Your goal
Without altering anything, repeat each of the records.

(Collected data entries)
*** Block opens ***

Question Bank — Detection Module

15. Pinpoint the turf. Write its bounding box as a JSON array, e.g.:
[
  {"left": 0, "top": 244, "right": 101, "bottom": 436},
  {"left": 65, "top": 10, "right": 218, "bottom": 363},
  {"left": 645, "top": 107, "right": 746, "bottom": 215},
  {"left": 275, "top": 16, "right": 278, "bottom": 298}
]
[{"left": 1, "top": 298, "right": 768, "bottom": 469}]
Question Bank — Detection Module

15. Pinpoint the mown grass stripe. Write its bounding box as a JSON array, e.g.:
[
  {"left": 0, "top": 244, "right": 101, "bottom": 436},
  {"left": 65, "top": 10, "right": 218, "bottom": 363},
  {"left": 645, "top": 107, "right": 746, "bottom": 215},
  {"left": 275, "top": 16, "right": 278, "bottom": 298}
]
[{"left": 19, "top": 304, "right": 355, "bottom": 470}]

*** Block closes ***

Answer to the exercise
Question Bank — Detection Module

15. Pinpoint the turf. Write its bounding box as a JSON array, e.g.:
[
  {"left": 0, "top": 244, "right": 101, "bottom": 436},
  {"left": 65, "top": 10, "right": 218, "bottom": 363},
  {"left": 645, "top": 107, "right": 746, "bottom": 215},
  {"left": 275, "top": 16, "right": 278, "bottom": 298}
]
[{"left": 1, "top": 298, "right": 768, "bottom": 469}]
Question Bank — Detection Module

15. Pinpoint the mown grass stripe. Write its bounding box as a JSON array, e.g.:
[
  {"left": 0, "top": 244, "right": 101, "bottom": 436},
  {"left": 65, "top": 10, "right": 218, "bottom": 363},
  {"left": 645, "top": 107, "right": 746, "bottom": 215},
  {"left": 275, "top": 16, "right": 278, "bottom": 298}
]
[{"left": 19, "top": 304, "right": 355, "bottom": 470}]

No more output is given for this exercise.